Stored data entries
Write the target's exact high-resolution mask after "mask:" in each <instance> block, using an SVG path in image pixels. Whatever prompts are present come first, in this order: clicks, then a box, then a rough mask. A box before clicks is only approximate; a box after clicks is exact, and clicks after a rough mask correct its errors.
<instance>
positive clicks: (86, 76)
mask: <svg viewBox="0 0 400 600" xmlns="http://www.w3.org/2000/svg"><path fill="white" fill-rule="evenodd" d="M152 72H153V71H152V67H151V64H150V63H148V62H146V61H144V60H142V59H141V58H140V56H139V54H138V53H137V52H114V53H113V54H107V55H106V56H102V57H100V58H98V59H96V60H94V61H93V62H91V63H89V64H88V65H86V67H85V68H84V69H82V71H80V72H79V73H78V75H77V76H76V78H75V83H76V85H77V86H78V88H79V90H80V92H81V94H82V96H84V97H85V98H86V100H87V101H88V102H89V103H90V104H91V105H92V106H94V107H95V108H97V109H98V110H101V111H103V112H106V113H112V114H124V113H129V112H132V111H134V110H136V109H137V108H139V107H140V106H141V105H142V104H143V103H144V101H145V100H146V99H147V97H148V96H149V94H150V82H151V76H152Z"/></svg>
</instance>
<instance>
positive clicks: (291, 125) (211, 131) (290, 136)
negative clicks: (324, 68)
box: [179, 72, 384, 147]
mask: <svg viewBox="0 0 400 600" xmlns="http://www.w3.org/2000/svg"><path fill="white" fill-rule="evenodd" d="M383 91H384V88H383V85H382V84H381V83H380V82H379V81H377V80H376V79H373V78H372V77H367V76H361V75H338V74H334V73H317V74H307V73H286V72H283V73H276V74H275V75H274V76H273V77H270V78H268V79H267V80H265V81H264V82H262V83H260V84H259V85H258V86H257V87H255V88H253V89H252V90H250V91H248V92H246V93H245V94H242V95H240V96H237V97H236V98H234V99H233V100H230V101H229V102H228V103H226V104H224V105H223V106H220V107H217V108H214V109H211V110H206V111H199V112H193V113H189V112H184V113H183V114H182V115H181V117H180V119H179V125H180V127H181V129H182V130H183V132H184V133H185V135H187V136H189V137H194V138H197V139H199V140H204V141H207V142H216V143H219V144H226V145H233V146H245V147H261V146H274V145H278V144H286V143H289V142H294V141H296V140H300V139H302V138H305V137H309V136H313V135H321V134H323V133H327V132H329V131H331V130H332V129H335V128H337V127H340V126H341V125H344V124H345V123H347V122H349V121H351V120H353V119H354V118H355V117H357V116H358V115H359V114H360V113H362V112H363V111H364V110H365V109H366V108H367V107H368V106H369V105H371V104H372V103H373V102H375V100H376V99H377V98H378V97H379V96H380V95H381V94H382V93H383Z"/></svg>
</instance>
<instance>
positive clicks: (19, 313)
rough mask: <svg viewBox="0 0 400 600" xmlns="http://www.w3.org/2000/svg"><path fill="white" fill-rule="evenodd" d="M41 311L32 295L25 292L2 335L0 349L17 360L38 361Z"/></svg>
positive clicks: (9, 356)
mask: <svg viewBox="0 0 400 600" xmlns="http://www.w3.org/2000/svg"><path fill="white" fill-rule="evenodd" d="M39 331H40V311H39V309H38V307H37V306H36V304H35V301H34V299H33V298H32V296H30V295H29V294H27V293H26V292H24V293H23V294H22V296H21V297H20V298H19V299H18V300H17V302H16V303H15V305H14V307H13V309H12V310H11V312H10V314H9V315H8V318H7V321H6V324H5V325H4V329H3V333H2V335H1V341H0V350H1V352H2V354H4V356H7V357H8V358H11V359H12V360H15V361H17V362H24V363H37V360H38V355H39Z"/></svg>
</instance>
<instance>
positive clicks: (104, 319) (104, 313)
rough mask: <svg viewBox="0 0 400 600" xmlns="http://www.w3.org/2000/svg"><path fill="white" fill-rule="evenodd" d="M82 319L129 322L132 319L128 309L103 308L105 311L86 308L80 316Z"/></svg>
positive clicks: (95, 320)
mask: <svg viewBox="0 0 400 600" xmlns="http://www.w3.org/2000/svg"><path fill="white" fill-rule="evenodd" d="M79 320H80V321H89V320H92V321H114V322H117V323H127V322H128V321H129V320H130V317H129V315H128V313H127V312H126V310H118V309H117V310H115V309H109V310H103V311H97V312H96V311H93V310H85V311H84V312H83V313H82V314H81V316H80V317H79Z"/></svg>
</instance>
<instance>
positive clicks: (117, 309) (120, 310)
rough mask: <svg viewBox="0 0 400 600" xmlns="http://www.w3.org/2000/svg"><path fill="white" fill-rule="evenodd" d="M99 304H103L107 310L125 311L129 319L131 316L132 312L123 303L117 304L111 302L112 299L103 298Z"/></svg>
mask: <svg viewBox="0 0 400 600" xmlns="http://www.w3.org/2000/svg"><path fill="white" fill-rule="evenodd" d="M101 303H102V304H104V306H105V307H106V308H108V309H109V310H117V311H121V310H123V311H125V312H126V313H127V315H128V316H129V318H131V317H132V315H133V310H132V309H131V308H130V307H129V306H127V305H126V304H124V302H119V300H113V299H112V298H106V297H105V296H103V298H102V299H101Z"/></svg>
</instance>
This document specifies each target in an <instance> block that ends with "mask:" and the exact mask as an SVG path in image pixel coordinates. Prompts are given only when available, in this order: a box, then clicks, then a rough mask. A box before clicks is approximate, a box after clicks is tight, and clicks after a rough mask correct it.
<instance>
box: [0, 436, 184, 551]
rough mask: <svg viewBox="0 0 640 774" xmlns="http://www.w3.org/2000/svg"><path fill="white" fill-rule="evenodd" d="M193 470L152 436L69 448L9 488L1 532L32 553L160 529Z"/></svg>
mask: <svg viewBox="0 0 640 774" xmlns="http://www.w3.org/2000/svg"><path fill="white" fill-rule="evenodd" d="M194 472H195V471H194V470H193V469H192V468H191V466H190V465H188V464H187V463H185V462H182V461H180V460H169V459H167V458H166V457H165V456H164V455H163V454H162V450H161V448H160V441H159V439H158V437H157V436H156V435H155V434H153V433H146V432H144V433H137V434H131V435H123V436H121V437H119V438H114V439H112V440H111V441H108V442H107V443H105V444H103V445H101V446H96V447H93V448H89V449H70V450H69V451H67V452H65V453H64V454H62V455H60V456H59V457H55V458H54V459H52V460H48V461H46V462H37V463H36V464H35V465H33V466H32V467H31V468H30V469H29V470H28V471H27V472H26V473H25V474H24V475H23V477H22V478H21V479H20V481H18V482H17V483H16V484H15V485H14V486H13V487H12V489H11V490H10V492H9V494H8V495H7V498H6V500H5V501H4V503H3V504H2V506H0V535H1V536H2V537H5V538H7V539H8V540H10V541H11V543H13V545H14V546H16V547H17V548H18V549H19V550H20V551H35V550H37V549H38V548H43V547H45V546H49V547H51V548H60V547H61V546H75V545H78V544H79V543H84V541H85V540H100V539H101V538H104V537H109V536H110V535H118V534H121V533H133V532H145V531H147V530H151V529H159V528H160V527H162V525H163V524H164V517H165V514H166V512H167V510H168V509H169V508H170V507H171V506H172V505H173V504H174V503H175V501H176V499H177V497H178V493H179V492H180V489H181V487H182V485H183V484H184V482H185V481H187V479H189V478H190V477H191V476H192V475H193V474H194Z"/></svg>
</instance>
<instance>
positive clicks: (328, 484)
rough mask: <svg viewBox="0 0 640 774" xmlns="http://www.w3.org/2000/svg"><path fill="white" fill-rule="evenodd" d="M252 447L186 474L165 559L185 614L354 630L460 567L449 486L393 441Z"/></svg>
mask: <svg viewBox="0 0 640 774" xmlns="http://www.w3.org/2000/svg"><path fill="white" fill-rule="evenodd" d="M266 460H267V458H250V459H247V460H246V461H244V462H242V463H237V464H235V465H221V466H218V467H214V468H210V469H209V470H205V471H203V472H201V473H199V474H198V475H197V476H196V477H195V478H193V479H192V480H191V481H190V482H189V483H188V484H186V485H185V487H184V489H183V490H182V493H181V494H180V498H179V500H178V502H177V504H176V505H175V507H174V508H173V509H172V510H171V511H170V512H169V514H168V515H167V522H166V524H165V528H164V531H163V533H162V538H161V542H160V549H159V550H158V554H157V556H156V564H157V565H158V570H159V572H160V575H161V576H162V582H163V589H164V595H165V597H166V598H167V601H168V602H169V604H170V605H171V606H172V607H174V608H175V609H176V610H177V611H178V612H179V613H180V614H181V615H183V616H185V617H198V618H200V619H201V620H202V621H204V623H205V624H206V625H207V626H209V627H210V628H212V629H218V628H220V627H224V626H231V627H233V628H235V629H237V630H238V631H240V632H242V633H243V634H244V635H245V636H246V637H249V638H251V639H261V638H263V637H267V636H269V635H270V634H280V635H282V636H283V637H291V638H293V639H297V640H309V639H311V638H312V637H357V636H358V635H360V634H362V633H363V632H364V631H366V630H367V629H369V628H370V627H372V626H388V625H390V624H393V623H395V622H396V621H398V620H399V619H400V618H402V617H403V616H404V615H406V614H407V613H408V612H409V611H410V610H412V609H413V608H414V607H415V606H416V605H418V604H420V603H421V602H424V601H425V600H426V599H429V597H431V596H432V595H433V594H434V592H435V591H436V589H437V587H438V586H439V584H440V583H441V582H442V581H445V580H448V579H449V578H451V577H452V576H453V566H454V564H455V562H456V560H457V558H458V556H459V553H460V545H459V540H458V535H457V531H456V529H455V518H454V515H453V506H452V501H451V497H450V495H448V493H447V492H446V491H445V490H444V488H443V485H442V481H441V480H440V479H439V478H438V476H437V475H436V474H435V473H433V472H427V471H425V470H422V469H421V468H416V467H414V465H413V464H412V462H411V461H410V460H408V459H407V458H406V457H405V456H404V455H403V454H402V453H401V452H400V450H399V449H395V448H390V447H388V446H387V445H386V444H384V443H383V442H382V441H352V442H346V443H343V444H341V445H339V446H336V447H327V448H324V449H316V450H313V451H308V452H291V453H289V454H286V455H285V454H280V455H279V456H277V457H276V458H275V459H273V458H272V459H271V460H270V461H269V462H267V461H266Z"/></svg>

# WHAT TO WORK ON:
Would you retype the lines above from the one with "319L129 322L132 319L128" down to the one with "positive clicks: (117, 309) (120, 310)", word for word, both ends included and no other lines?

# SOLUTION TO THE EXERCISE:
rough mask: <svg viewBox="0 0 400 600" xmlns="http://www.w3.org/2000/svg"><path fill="white" fill-rule="evenodd" d="M82 319L129 322L132 319L128 309L103 308L105 311L86 308L80 316Z"/></svg>
positive clicks: (95, 320)
mask: <svg viewBox="0 0 400 600" xmlns="http://www.w3.org/2000/svg"><path fill="white" fill-rule="evenodd" d="M79 320H80V321H89V320H92V321H114V322H117V323H127V322H128V321H129V320H130V317H129V315H128V313H127V312H126V310H118V309H117V310H115V309H109V310H103V311H97V312H96V311H93V310H85V311H84V312H83V313H82V314H81V316H80V317H79Z"/></svg>
</instance>
<instance>
positive clicks: (117, 309) (120, 310)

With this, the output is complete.